> **Problem**: Would you set down each line of the data below exactly?

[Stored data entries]
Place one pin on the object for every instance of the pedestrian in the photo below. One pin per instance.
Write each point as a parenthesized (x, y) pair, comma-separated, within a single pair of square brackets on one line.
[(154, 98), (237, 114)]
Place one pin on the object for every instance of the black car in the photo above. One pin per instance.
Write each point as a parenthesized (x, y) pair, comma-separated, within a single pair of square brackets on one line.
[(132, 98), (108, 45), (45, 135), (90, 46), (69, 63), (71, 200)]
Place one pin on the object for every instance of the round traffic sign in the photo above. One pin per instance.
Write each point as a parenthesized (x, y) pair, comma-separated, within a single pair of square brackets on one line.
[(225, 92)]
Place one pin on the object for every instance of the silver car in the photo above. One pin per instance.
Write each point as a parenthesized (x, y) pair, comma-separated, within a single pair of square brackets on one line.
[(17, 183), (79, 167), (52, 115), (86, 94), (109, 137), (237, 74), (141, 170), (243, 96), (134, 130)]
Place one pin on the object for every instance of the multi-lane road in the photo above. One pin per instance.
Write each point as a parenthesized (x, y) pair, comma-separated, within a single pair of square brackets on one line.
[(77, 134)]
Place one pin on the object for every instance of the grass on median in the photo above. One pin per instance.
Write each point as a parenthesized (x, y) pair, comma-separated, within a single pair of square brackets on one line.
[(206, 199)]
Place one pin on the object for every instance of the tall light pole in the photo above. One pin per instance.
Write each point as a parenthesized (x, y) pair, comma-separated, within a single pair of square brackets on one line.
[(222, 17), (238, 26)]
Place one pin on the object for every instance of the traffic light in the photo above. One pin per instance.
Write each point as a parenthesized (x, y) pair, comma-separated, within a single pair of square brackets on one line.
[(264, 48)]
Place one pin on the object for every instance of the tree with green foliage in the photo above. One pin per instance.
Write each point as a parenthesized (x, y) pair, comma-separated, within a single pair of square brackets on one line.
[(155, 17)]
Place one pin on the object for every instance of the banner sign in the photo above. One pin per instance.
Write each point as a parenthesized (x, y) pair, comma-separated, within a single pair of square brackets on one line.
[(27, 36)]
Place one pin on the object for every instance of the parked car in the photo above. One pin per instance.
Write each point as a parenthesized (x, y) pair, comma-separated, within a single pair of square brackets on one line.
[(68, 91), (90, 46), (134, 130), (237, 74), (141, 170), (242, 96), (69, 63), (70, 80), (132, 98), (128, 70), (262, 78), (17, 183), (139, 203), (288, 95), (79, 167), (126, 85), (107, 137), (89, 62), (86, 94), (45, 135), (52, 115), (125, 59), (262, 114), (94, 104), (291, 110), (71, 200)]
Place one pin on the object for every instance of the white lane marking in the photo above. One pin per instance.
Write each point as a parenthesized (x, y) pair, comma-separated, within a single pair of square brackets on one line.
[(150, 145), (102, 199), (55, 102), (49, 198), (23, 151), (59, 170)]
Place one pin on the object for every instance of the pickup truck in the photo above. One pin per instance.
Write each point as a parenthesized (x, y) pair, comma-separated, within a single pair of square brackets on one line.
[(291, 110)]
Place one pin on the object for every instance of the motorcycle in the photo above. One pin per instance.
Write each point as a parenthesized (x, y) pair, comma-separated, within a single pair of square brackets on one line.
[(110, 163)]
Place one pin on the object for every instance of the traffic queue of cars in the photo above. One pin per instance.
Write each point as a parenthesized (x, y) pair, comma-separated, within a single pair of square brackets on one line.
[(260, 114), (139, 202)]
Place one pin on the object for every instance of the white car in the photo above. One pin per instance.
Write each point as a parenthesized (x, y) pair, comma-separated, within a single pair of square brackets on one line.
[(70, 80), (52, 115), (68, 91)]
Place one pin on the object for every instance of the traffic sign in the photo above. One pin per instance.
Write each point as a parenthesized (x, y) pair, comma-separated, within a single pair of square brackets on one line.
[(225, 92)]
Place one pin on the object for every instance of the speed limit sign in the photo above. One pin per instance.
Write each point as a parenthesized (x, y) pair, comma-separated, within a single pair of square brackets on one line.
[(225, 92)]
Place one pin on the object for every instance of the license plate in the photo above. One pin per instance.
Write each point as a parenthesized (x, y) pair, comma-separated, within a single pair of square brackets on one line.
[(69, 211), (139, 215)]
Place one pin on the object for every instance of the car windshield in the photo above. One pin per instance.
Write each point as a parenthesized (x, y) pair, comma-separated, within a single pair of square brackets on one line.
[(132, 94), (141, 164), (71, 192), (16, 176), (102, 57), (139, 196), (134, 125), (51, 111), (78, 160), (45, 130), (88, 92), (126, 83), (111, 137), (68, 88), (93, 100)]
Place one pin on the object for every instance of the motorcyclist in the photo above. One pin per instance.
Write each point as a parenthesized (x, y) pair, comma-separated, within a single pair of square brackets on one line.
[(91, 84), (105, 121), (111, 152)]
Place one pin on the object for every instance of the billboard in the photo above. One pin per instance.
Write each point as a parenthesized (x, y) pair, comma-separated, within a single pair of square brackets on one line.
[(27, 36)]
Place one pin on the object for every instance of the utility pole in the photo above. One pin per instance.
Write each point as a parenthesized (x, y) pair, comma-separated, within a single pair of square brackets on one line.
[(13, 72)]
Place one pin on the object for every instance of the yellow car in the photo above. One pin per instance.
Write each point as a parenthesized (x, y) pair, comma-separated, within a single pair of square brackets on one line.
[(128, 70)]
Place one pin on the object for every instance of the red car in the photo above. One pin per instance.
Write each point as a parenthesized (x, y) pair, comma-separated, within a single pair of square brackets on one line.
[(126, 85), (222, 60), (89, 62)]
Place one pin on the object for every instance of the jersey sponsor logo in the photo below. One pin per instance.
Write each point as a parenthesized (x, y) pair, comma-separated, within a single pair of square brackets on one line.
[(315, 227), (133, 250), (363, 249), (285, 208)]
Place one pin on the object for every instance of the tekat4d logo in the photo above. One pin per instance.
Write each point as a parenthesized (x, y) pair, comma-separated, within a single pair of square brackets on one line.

> **The completed task**:
Place one pin on the object for every instance of the pedestrian in the photo below. One pin per instance.
Write each point as a parenthesized (x, y) pair, comma-separated, within a single pair of square brackets on one line.
[(154, 98), (237, 114)]
Place one pin on the object for every instance of the black car in the photo above. One pin per instance.
Write each point as a parenthesized (x, y) pair, comma-separated, within a single pair of square brackets on one line.
[(132, 98), (108, 45), (45, 135), (90, 46), (69, 63), (71, 200)]
Place one pin on the object for every instance of the round traffic sign in the photo above. One pin per instance.
Write each point as a parenthesized (x, y) pair, comma-separated, within a single pair of square brackets on one line.
[(225, 92)]
Place one pin on the object for every instance of the silver car in the photo above. One pin per instance.
Write each point as a parenthesized (x, y) pair, comma-separated, within a single pair of square brackets on one line.
[(17, 183), (79, 167), (52, 115), (86, 94), (109, 137), (237, 74), (141, 170), (243, 96), (134, 130)]
Place one pin on the object for every instance of the multi-lane road in the photo above. One pin per instance.
Write each point as a parenthesized (x, y) pair, comma-separated, within a single pair of square brackets on one line.
[(77, 134)]
Place one pin on the object for every instance of the grass on median in the photo above. One pin per instance.
Write each point as a parenthesized (x, y) pair, comma-separated, within a single pair of square brackets on one line.
[(206, 199)]
Place one pin on the object for every instance of the tall light pole in the photo above. One pin per instance.
Write each point as a parenthesized (x, y) pair, comma-separated, within a single pair of square brackets on one line.
[(222, 17), (238, 26)]
Place one pin on the object for every instance of the traffic light in the photo above. One pin per instance.
Write each point as a parenthesized (x, y) pair, comma-separated, within a single pair of square brackets on one line.
[(264, 48)]
Place one pin on the object for every instance of the tree with green foliage in the photo above. One pin per instance.
Write each point as a parenthesized (x, y) pair, comma-separated, within a single pair of square brackets on one line.
[(155, 17)]
Place one pin on the object for every instance of the banner sign in the photo above. One pin per instance.
Write each point as a parenthesized (x, y) pair, comma-separated, within a single pair of square brackets on one line.
[(27, 36)]
Place one pin on the object for every instance of the parked car in the photo above. One pin per instance.
Write each point as a parenthesized (x, y) pair, comma-separated, within a single pair of square brackets on one line.
[(68, 91), (90, 46), (134, 130), (237, 74), (141, 170), (242, 96), (69, 63), (70, 80), (132, 98), (128, 70), (262, 78), (17, 183), (139, 203), (288, 95), (79, 167), (126, 85), (107, 137), (89, 62), (86, 94), (45, 135), (52, 115), (125, 59), (262, 114), (94, 104), (291, 110), (71, 200)]
Place one pin on the object for every instance of the white lane marking in the photo above. One pin per instance.
Write each point as a parenthesized (x, y) pair, comma-separated, within a single pair of square brackets on one line.
[(150, 145), (102, 199), (55, 102), (49, 198), (23, 151), (59, 170)]
Place one pin on the object for every instance of the pickup truck in the photo above. One pin per instance.
Write each point as a parenthesized (x, y) pair, comma-separated, within a single pair of square brackets on one line.
[(291, 110)]
Place one pin on the object for every instance of the motorcycle in the photo above. One pin per instance.
Write each point as a parenthesized (x, y) pair, comma-separated, within a single pair of square brackets on one line.
[(110, 163)]
Place one pin on the object for every instance of the traffic queue of cars in the photo above. One pin per instance.
Write each point as a parenthesized (x, y) pair, comma-separated, within a single pair of square brackets on one line.
[(260, 114), (139, 202)]
Place one pin on the object for every instance of the white car in the photo above. One pin per instance.
Write each point as a parenthesized (x, y) pair, comma-separated, within a single pair of square brackets on one line.
[(70, 80), (52, 115), (68, 91)]
Place one pin on the object for every instance of the traffic sign in the photo above. One pin per instance.
Write each point as a parenthesized (x, y) pair, comma-separated, within a single pair of square brackets on one line.
[(225, 92)]
Place one pin on the object for every instance of the speed limit sign in the photo above. One pin per instance.
Write each point as a parenthesized (x, y) pair, comma-separated, within a single pair of square brackets on one line.
[(225, 92)]
Place one pin on the object for every instance of the license plate in the photo above. One pin per instance.
Write each point as a parenthesized (x, y) pair, comma-separated, within a single pair of square brackets on one line.
[(69, 211), (139, 215)]
Place one pin on the object for every instance of the car windshield in the photo above. One pin per instance.
Write each point as a parenthesized (x, y) pair, comma-separated, within a single pair of square brackets on one line.
[(132, 94), (141, 164), (71, 192), (16, 176), (102, 57), (139, 196), (134, 125), (51, 111), (78, 160), (45, 130), (88, 92), (126, 83), (111, 137), (68, 88), (93, 100)]
Place one pin on the object for every instance of the motorcyclist in the photo above. One pin per instance.
Write each point as a parenthesized (x, y) pair, comma-separated, within a single pair of square brackets on one line.
[(91, 84), (105, 121), (111, 152)]
Place one pin on the object for every instance of the billboard in the photo above. One pin per instance.
Write each point as a parenthesized (x, y) pair, comma-separated, within a single pair of square brackets on one line.
[(27, 36)]
Place one pin on the object for every instance of the utility pole in the photo above. One pin per instance.
Write each point as a parenthesized (x, y) pair, comma-separated, within a single pair of square brackets on one line.
[(13, 72)]
Place one pin on the object for every instance of the yellow car in the photo above. One pin per instance.
Write each point as a parenthesized (x, y) pair, comma-separated, within a single pair of square brackets on one line.
[(128, 70)]
Place one pin on the object for every instance of the red car in the photo above. One pin per instance.
Write each point as a parenthesized (x, y) pair, comma-separated, within a single pair of square brackets on one line.
[(126, 85), (222, 60), (89, 62)]
Place one pin on the object for every instance of the jersey sponsor logo in the photo below. One pin per instance.
Write each point as a parenthesized (x, y) pair, comma-separated, within a single pair of square brackets on one line.
[(315, 227), (133, 250), (363, 249), (285, 208)]
Place one pin on the object for every instance of the tekat4d logo in the photo above. One pin per instance.
Write each point as a parenthesized (x, y) pair, comma-separated, within a single pair of square brackets on one line.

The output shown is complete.